Exercise aim:
Identify each row below that contains the word "Place", and copy every such row in full.
# Start of Dataset entries
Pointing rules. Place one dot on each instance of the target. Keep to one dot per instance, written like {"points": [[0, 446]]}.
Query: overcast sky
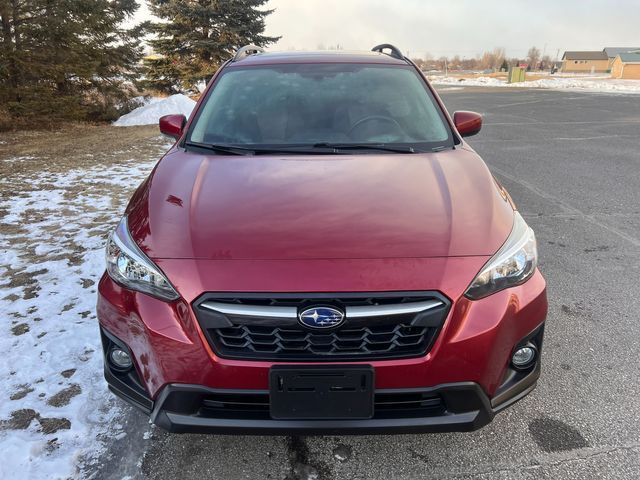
# End of Dataset entries
# Start of Dataset entries
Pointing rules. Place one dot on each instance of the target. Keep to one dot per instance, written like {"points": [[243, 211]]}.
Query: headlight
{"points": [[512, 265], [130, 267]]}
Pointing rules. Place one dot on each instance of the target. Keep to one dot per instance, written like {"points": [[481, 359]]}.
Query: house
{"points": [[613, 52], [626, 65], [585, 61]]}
# End of Dataset entries
Written response:
Pointing rules. Place one dot on each instance of the target. Keep to one dot per instance, written like {"points": [[0, 446]]}.
Pointing rules. Place one dot on each instance of the target. Keep to one dot per instance, written like {"points": [[243, 211]]}.
Pointing rules. Place one dot on each instance of the target. Keep to one dot per instance, written like {"points": [[481, 359]]}.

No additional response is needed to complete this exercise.